* **Provided entries**:
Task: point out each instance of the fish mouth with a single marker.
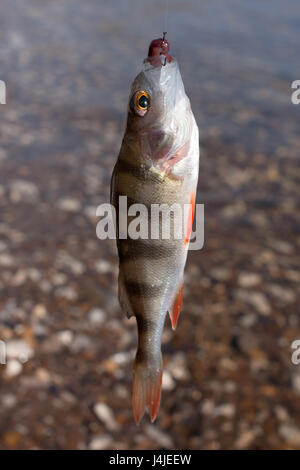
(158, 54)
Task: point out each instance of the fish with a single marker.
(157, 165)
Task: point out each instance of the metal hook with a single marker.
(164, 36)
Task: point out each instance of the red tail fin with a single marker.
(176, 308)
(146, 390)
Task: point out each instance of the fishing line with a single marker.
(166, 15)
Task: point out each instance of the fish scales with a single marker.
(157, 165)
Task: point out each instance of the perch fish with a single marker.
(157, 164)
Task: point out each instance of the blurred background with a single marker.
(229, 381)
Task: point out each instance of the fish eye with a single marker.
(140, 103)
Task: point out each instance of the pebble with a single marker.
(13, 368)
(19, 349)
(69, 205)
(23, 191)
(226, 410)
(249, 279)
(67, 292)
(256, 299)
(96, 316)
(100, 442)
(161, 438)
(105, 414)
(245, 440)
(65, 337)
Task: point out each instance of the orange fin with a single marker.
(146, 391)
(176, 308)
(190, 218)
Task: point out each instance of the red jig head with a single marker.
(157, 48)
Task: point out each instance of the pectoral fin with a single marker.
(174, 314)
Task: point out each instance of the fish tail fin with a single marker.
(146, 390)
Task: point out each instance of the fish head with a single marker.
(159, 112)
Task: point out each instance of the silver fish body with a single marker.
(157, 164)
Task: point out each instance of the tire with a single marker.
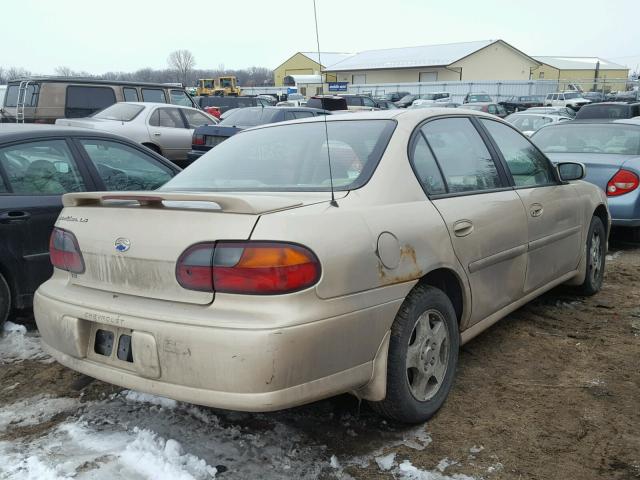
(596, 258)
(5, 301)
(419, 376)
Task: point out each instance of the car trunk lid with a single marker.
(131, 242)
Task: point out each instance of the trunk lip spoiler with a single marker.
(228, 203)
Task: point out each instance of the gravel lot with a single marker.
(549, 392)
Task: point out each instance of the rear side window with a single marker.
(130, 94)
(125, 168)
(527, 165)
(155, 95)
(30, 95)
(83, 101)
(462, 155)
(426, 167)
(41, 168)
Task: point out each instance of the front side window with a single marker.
==
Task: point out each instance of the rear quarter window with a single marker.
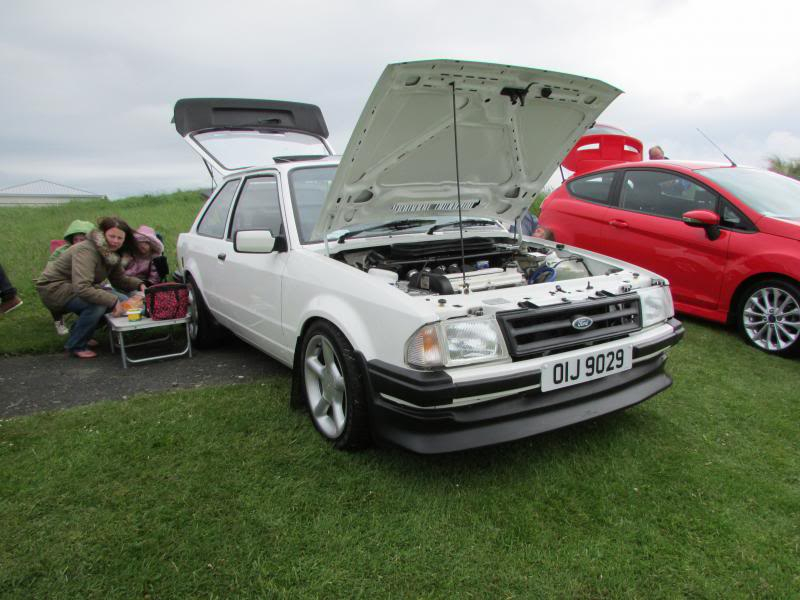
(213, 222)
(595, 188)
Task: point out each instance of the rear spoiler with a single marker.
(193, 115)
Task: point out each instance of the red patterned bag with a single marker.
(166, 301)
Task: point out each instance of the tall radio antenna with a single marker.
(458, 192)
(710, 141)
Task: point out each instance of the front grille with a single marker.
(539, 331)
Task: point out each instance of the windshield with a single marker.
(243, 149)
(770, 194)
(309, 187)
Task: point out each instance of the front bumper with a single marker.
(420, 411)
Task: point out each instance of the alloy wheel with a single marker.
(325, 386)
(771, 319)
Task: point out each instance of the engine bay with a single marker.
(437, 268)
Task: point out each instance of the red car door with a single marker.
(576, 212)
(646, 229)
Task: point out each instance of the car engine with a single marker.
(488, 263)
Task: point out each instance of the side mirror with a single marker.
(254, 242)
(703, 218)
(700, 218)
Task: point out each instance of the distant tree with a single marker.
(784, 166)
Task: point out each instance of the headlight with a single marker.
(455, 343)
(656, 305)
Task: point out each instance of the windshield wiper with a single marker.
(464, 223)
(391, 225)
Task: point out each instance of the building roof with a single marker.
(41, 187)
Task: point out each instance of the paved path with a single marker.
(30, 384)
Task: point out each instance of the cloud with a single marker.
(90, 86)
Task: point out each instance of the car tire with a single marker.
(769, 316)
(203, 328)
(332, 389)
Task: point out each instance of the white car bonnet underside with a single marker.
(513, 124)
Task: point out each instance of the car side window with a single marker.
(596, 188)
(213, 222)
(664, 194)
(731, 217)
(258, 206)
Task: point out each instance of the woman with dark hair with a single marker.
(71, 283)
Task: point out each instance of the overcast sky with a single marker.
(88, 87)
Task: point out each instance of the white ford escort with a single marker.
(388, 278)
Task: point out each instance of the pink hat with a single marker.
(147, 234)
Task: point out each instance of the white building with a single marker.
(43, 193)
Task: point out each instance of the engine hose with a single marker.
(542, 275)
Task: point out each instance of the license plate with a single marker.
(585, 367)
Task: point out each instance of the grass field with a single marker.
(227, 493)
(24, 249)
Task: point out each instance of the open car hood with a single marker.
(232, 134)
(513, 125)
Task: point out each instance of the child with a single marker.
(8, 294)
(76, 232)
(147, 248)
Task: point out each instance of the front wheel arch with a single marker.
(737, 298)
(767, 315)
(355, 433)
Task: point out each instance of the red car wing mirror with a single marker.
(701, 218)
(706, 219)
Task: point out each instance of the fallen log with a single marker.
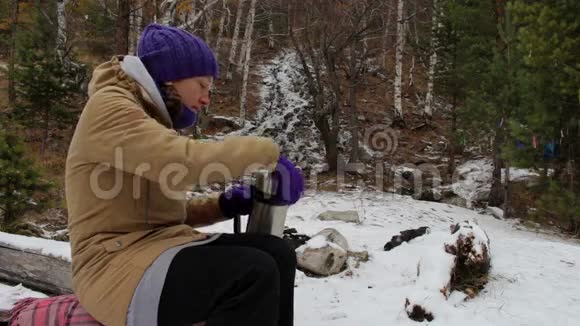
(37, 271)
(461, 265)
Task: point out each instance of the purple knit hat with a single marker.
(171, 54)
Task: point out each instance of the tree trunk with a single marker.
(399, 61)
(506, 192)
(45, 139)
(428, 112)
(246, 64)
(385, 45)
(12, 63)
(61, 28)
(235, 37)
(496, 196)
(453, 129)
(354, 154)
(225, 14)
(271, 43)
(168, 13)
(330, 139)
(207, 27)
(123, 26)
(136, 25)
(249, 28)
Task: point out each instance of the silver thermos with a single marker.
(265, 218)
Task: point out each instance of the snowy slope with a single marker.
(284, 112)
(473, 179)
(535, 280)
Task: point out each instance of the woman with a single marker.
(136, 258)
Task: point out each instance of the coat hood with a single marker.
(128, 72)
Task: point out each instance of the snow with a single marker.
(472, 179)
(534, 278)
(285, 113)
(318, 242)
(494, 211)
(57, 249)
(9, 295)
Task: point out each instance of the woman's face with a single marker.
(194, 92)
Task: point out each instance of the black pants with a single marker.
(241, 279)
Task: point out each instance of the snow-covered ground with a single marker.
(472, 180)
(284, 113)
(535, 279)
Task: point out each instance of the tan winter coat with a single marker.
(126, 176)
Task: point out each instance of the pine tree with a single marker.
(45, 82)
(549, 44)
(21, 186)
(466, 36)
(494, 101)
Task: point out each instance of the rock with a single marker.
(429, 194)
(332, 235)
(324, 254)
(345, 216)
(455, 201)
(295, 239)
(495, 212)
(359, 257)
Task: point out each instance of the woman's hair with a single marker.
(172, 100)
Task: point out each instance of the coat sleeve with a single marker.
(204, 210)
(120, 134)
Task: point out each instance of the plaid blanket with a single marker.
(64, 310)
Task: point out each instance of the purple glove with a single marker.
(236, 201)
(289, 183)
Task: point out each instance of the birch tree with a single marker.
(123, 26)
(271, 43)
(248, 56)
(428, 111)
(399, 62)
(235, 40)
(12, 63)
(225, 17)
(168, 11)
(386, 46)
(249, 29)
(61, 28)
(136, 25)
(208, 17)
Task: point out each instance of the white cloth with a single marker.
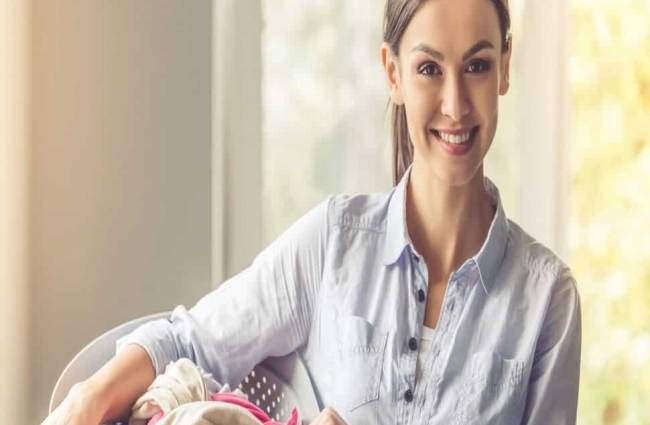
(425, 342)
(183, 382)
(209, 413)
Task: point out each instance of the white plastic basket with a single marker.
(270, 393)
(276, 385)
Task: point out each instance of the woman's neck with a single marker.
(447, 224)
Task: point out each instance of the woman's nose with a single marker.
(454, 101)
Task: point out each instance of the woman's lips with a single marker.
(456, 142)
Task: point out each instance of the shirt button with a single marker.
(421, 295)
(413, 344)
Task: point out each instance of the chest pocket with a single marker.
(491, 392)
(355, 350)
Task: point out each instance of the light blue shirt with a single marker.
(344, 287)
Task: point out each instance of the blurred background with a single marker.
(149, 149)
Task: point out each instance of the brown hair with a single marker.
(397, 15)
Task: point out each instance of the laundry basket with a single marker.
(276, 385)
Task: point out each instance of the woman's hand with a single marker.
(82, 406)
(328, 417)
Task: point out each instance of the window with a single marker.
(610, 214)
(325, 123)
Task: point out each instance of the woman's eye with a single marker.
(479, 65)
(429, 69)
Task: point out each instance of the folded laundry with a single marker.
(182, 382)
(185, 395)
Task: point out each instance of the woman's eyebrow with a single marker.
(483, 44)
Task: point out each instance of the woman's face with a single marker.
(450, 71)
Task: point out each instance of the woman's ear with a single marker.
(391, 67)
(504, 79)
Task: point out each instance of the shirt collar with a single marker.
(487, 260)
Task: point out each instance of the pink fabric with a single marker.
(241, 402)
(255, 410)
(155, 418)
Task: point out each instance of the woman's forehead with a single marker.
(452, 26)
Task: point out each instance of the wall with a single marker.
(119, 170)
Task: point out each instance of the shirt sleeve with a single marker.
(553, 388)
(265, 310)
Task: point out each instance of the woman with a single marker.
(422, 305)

* **What is being asked**:
Every line above between the one containing "Task: point out each instance of the fishing" and the one containing "Task: point out each instance of the front side", those two included, is to be printed exactly. No pictures go into the copy.

* **Written solution**:
Task: point out each instance of the fishing line with a single marker.
(166, 15)
Task: point out each instance of the fish scales with a single marker.
(157, 165)
Task: point out each instance of the perch fish with a single marker.
(157, 164)
Task: point out each instance of the blurred background with a single marker.
(229, 381)
Task: point out each instance of the fish eye with a single marker.
(140, 103)
Task: point out each instance of the pebble with a single marker.
(13, 368)
(19, 349)
(69, 205)
(23, 191)
(226, 410)
(249, 279)
(67, 292)
(256, 299)
(96, 316)
(100, 442)
(161, 438)
(105, 414)
(245, 440)
(65, 337)
Task: point out each instance of the orange fin with a single marker.
(146, 391)
(176, 308)
(190, 218)
Task: point out each instance of the red jig head with a single marker.
(157, 48)
Task: point out each instance of the pectoral fin with a single marker.
(174, 314)
Task: point out each instance of the fish tail fin with a single marker.
(146, 390)
Task: point out each instance of the fish head with a single marker.
(159, 112)
Task: point out each instance of the silver fish body with a single marker.
(157, 164)
Task: point out each instance of the tire with a single marker.
(596, 258)
(5, 301)
(419, 376)
Task: point out each instance of the car trunk lid with a single marker.
(131, 242)
Task: point out each instance of the trunk lip spoiler with a single marker.
(228, 203)
Task: point out each instance of the gravel lot with a single marker.
(549, 392)
Task: point out each instance of the rear side window with a single marker.
(130, 94)
(125, 168)
(527, 165)
(155, 95)
(30, 95)
(83, 101)
(462, 155)
(426, 167)
(41, 168)
Task: point out each instance of the front side window with a single marker.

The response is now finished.